Start Material supplied

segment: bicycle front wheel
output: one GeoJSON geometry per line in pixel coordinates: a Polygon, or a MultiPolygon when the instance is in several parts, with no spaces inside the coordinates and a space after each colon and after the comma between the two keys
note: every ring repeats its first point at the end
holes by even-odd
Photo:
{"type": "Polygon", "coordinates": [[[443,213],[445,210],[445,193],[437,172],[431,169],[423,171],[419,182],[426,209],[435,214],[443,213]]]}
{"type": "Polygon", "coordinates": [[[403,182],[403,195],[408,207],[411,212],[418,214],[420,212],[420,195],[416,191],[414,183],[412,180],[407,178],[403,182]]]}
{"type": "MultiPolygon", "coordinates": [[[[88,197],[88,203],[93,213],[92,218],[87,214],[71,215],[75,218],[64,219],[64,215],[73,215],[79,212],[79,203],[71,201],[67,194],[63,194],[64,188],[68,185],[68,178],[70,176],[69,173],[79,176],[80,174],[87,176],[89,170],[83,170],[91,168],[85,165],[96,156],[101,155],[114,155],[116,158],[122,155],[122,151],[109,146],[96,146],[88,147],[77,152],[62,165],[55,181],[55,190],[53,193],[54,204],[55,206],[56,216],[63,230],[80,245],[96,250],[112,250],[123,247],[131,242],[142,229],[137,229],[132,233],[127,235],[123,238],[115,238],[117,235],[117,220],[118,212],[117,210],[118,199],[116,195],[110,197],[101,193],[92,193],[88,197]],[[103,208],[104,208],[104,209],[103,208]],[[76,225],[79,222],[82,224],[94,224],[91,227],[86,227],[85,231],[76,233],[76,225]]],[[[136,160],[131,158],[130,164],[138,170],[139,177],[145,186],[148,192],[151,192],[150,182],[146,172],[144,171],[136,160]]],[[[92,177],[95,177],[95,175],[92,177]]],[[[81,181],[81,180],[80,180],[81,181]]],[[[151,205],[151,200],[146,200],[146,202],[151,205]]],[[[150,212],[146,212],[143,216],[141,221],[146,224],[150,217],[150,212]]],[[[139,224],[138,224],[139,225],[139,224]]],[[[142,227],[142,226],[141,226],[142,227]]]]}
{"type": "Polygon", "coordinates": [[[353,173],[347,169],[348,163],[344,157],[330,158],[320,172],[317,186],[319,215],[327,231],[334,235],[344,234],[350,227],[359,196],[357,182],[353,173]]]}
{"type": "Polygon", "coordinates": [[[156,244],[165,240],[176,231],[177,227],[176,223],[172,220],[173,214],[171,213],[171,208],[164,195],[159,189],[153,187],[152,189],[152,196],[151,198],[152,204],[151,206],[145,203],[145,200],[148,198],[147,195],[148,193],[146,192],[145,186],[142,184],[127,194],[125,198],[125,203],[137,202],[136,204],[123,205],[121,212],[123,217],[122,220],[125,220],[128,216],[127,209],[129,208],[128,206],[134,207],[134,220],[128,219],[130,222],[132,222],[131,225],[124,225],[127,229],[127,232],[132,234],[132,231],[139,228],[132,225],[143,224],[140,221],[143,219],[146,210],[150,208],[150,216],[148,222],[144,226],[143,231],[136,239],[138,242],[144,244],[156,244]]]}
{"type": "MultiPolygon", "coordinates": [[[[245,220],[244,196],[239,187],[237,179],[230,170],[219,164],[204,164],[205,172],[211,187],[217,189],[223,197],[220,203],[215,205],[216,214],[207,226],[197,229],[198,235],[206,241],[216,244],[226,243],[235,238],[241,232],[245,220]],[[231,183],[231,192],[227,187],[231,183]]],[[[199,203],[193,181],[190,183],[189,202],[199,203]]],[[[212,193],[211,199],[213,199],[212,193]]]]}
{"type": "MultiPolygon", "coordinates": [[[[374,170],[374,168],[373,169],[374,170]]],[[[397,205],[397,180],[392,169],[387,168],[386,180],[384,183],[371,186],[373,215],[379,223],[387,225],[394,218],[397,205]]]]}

End Material supplied

### The task
Please find every line above that contains the string "parts" and copy each one in full, with case counting.

### Solution
output: one GeoJSON geometry per line in pixel coordinates: a Polygon, or a MultiPolygon when the instance is in several parts, with no spaces inside the coordinates and a space after each colon and after the comma between the two keys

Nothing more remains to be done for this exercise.